Your breakfast choice may help avoid diabetes
EXPERTS have been saying for decades that breakfast is the most important meal of the day.
Now, researchers from the Clinical Nutrition Research Centre (CNRC) here have proven why this is so. What is eaten for breakfast sets the tone for the rest of the day in terms of sugar in the blood.
It has shown that people who take a low glycaemic index (GI) breakfast and afternoon snack had significantly less sugar in their blood for the rest of the day.
GI measures the sugar in the blood from the carbohydrates consumed. A glycaemic response (GR) is the amount of sugar in the blood over time resulting from food.
The trial found that while participants were offered a standard buffet lunch and were free to eat what they wanted for dinner, what they had for breakfast made a vast difference to their glycaemic response.
The difference was even larger on the second day of the study.
Professor Jeyakumar Henry, head of CNRC and one of the researchers involved, said: "So what you eat at breakfast sets your glucose response to the entire day at a lower amplitude."

--- Recorded information ---
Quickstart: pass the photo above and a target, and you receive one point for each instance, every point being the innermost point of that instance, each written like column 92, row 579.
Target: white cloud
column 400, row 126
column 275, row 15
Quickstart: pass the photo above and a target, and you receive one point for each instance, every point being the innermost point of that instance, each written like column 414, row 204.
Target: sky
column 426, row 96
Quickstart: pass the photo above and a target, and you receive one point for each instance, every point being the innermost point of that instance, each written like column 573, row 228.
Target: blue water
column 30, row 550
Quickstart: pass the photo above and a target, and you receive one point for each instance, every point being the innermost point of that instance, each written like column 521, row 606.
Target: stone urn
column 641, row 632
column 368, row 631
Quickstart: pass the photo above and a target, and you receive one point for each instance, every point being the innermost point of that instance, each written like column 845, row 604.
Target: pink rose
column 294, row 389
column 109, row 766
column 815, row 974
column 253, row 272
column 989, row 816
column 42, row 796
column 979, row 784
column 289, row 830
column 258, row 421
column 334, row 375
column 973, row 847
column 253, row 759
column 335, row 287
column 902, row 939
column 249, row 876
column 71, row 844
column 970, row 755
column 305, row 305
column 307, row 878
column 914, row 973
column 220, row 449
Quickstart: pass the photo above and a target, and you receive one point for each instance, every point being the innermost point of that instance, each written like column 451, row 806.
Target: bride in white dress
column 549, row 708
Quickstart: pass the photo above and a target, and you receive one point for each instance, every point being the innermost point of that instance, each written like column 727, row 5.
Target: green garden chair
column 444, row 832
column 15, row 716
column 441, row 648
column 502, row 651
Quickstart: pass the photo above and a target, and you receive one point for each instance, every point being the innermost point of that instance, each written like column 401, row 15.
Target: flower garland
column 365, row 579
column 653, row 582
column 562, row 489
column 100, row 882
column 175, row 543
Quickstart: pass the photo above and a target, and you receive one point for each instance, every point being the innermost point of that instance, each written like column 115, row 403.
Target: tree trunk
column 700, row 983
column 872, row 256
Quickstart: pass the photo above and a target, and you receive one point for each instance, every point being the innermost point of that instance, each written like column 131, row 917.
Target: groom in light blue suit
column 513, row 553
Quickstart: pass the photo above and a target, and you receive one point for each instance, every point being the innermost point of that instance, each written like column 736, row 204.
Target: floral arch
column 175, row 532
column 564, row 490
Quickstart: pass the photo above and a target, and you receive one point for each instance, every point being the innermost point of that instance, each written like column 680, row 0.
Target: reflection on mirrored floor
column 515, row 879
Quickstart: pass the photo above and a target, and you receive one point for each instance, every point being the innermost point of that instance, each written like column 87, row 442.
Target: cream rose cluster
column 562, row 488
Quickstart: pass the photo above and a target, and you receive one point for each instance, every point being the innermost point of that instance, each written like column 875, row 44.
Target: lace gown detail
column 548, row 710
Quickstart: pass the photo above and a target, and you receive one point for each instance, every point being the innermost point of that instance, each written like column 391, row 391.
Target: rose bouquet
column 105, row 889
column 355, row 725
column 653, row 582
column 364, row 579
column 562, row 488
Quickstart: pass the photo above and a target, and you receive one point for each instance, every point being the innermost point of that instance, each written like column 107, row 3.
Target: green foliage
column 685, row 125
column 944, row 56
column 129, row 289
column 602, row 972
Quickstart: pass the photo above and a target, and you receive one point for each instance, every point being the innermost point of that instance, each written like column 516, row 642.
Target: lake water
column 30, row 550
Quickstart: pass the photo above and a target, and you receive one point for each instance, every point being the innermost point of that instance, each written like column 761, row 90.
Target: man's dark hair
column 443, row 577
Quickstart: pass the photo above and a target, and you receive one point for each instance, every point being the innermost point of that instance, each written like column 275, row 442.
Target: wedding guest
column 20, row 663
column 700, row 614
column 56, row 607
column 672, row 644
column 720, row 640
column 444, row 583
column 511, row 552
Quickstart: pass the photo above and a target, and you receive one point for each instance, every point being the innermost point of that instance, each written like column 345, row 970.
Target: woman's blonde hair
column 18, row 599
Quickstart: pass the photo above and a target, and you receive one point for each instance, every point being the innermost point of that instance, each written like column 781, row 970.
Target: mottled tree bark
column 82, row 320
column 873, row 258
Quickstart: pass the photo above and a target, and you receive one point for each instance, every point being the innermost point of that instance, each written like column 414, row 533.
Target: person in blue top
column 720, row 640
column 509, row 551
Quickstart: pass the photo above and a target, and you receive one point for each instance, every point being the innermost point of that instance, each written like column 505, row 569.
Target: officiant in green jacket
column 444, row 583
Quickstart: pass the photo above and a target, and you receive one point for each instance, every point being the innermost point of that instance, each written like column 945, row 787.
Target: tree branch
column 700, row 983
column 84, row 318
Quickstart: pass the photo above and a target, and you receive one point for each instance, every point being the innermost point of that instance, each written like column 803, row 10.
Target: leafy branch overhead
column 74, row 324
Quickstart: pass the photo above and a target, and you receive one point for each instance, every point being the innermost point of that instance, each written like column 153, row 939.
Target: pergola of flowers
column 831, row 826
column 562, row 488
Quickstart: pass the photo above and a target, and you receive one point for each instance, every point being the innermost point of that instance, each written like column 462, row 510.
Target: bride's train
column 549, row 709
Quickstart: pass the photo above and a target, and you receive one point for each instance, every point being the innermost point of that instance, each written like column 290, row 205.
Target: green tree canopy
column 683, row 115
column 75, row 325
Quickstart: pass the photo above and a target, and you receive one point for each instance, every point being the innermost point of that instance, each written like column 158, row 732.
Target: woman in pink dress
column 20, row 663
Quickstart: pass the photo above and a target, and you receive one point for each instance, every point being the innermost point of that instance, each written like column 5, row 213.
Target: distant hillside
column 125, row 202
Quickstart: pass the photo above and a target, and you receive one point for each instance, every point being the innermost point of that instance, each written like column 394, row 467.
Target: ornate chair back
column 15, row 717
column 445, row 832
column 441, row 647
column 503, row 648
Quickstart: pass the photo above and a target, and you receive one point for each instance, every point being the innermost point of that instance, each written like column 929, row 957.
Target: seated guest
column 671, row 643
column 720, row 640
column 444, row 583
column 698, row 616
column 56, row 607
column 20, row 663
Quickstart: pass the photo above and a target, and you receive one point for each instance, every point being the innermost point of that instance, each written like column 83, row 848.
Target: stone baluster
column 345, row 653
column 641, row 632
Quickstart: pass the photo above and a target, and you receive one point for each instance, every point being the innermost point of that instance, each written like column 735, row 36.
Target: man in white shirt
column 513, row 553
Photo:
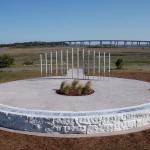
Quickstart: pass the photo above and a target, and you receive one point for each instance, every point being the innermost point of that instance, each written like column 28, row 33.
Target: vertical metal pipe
column 67, row 60
column 104, row 64
column 93, row 63
column 41, row 62
column 51, row 63
column 56, row 65
column 83, row 62
column 78, row 63
column 88, row 63
column 109, row 64
column 46, row 63
column 72, row 63
column 99, row 63
column 61, row 63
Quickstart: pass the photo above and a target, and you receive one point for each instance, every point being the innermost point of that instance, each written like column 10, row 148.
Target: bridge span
column 103, row 43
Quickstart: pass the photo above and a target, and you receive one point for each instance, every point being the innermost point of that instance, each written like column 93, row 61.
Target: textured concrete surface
column 40, row 94
column 114, row 107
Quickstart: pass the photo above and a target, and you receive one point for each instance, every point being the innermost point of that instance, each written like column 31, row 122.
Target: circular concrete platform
column 40, row 94
column 117, row 105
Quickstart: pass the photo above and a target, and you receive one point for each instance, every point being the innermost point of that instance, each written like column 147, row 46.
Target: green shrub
column 79, row 89
column 66, row 89
column 6, row 61
column 63, row 84
column 75, row 88
column 87, row 88
column 119, row 63
column 74, row 84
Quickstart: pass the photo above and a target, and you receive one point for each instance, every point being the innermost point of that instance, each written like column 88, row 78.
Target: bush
column 119, row 63
column 87, row 88
column 66, row 89
column 63, row 84
column 79, row 89
column 74, row 84
column 6, row 61
column 75, row 88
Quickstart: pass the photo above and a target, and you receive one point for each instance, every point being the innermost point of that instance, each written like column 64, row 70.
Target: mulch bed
column 133, row 141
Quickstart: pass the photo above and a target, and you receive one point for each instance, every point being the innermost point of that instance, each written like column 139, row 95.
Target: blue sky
column 56, row 20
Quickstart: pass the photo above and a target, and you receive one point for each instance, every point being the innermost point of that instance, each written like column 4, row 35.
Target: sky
column 58, row 20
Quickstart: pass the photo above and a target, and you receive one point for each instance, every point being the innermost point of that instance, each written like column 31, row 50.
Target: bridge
column 103, row 43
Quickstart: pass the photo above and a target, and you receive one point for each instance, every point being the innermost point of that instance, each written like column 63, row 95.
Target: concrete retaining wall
column 74, row 122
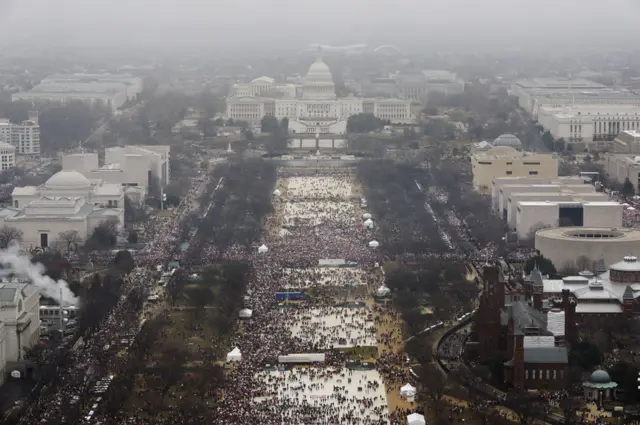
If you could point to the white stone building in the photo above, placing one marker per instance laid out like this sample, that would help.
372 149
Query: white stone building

--- Exercise tasks ---
1. In the article on breakfast and diabetes, what does a glycaemic response (GR) measure?
2. Retype the passage of the breakfast article starting at "The trial found" and ending at "of the study.".

--- Solutions per task ---
1. It is the amount of sugar in the blood over time resulting from food.

2.
The trial found that while participants were offered a standard buffet lunch and were free to eat what they wanted for dinner, what they had for breakfast made a vast difference to their glycaemic response.
The difference was even larger on the second day of the study.